> Exercise instructions:
(1) In the excerpt on migration and habitat fragmentation, which moth feeds only on sea wormwood in Britain?
(2) Retype the migration excerpt from "Specialists on certain" to "colonize or rescue.".
(3) Write what comes next in the excerpt on migration and habitat fragmentation, picking up after its final sentence.

How migration makes life more resilient
Excerpted from The Jewel Box: How Moths Illuminate Nature’s Hidden Rules by Tim Blackburn. Copyright © 2023. Published by Island Press.
The composition and structure of ecological communities doesn’t only depend on what happens in their immediate vicinity. Events in the wider environment are important, too. All of nature is connected. This is why migration matters.
Indeed, migrants have never mattered so much. Humanity has destroyed a substantial proportion of natural habitat worldwide, and much of what is left is now heavily fragmented—small islands in a sea of inhospitable cropland, pasture, or concrete. The populations they house will be small, too, and susceptible to the vagaries of bad
luck. Luckily, as we’ve seen, fragmented populations can still persist if they are connected by migrants. Migrants can bolster birth rates and counteract death rates, preventing population extinction and recolonizing sites when local extinction does take populations out. Humanity’s fragmentation of nature has only increased the relevance of these dynamics.
Migration can ameliorate some of the damage caused by fragmentation, but only some. Metapopulations are most secure when there is a large “mainland” population acting as a plentiful source of immigrants. Unfortunately, habitat destruction tends to reduce the extent and productivity of such mainlands, to the detriment of surrounding patches dependent on their largesse. Remaining fragments are often viewed as unimportant from a biodiversity perspective, but destroying them can increase the distance between surviving patches, and so lower the likelihood of colonization. When colonization rates are lower than extinction rates, populations will eventually disappear. More isolated habitat fragments have fewer species, moths and others.
On top of that, not all species are well adapted for a peripatetic lifestyle. Female vaporer moths, for example, lack wings, essentially being furry sacks for laying eggs. They are ill equipped for moving between habitat fragments. Likewise, winter moth, mottled umber, and early moth—all widespread species I’ve trapped in Devon but not in London, where the patchy nature of suitable habitat does them no favors. Even apparently mobile species often will not move far, like the cinnabar moth. Many skulking bird species of the Amazon rainforest understory evidently will not cross open spaces to the extent that major rivers in this basin become boundaries to their geographic distributions.
Specialists on certain habitats or food plants will fare especially badly when fragmentation increases. Species like the scarce pug, which in Britain feeds only on sea wormwood on a few east coast salt marshes. Extensive coastal development means that salt marshes are rarer and more-fragmented habitats than of old, and these are the only habitat of sea wormwood in Britain. Greater distances between suitable patches reduces the chances that dispersing individuals will find them, to colonize or rescue.

> Extracted data:

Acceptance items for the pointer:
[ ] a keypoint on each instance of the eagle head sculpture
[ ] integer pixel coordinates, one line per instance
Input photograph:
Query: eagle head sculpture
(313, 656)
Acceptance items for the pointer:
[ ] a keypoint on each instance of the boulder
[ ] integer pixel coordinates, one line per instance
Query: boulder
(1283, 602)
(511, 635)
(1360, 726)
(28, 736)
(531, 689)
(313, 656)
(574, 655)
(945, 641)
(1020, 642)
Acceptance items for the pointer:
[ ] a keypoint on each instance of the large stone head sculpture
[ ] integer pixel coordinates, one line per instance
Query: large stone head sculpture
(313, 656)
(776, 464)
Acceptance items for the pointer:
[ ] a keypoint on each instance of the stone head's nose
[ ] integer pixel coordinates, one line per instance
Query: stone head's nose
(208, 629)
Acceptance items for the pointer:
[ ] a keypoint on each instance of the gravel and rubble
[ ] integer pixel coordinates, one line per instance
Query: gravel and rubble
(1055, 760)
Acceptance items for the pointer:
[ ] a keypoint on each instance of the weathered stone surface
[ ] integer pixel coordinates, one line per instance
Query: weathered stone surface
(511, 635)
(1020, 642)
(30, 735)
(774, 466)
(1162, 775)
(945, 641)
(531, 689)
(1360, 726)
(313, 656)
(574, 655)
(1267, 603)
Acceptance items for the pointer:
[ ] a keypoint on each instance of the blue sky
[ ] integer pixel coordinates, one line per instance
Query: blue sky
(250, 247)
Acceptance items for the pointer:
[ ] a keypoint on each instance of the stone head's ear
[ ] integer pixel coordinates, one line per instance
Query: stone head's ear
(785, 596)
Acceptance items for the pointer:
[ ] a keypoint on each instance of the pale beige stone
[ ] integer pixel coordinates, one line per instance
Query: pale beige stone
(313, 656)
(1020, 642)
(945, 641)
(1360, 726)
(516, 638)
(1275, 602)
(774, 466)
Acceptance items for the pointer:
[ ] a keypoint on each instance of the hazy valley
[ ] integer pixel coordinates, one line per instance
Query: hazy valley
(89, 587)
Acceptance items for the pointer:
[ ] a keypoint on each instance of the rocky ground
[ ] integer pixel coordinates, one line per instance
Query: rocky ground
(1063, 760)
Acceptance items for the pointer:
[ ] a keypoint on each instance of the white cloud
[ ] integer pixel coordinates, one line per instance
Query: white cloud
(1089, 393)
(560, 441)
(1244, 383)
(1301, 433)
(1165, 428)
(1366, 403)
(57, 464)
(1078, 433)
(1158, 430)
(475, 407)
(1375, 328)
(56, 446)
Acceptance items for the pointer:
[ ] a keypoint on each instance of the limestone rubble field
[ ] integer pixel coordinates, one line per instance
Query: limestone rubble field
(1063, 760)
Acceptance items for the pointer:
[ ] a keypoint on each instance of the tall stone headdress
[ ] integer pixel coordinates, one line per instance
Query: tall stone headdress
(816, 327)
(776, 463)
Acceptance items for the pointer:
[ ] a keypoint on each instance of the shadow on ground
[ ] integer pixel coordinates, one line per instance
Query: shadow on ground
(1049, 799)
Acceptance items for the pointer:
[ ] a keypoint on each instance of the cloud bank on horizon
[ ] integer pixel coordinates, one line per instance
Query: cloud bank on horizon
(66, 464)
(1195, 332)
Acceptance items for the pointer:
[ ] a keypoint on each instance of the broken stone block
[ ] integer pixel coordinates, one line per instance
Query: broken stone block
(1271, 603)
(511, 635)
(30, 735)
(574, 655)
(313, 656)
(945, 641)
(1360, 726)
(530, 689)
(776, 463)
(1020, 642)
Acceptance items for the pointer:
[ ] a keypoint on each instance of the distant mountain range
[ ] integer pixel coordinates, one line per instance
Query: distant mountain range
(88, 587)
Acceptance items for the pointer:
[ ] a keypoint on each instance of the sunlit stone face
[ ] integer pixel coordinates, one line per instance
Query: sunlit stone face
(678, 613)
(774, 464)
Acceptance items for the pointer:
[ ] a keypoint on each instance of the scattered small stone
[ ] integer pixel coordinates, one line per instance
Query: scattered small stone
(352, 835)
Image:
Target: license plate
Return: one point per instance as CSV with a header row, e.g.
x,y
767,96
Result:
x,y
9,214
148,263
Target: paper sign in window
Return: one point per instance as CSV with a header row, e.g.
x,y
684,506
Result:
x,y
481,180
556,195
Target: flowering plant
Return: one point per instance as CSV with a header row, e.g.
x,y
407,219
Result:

> Outputs in order:
(1) The scarce pug.

(2)
Specialists on certain habitats or food plants will fare especially badly when fragmentation increases. Species like the scarce pug, which in Britain feeds only on sea wormwood on a few east coast salt marshes. Extensive coastal development means that salt marshes are rarer and more-fragmented habitats than of old, and these are the only habitat of sea wormwood in Britain. Greater distances between suitable patches reduces the chances that dispersing individuals will find them, to colonize or rescue.

(3)
Migrants can also allow species to respond to changes in conditions— to take advantage of new opportunities as they develop, or escape from sinking ships. This is especially important in the face of the ongoing climate crisis. When environmental conditions change beyond the physiological tolerances of individuals, the species has only three options: adapt, move, or go extinct. The current speed of environmental change makes adaptation difficult, especially for those with slower life histories, leaving movement as the best option for survival.
Unfortunately, the ability of species to track changes in the climate is significantly hampered by habitat destruction and fragmentation. It’s easy for populations to move through continuous tracts of habitat. But remember the effects of area and isolation on the species richness of islands: small, remote pockets of habitat are harder targets for dispersing individuals to hit. Humanity has increased the need for species to move while simultaneously making it harder for them to do so.
We can help, though—right? If species need to move, we can step in and do the leg work. It’s called assisted colonization—the translocation of individuals beyond the current limits of their distribution in order to conserve species that would otherwise go extinct thanks to their inability to reach new areas in the face of a changing environment. Humans have been moving species around for all sorts of reasons for millennia now. Why not for conservation?
Well, precisely because of those species we’ve moved—the impacts of pesky aliens like the box-tree moth. In truth, that species is second division when it comes to damage. Other aliens have been much worse. I’ve already mentioned cats and rats, but take the rosy wolfsnail. It was moved to several islands across the Pacific to control populations of another alien, the giant African land snail, but instead ate its way through the entire world populations of more than 130 other snail species. Alien diseases can wipe out naïve host populations, like the fungal pathogens Batrachochytrium dendrobatidis and B. salamadrovirans that, between them, have been responsible for the extinction of almost 100 amphibian species worldwide, and population declines in hundreds more. Alien plants can modify ecosystems to their own advantage, and suppress native plant species. Native birds tend to do worse in habitats dominated by alien plants, because their insect prey often cannot make a living on those plants. Aliens in general have been associated with the global extinction of more species in the last 500 years than any other human intervention, including habitat destruction. They remain one of the main drivers of global population declines.
It’s trebly ironic that not only has humanity caused problems for species by increasing the need for them to move while simultaneously making it harder for them to do so, but also has caused problems for some species by moving others. The pressure for assisted colonization is growing, but we are rightly wary of taking species to places where they have no prior history.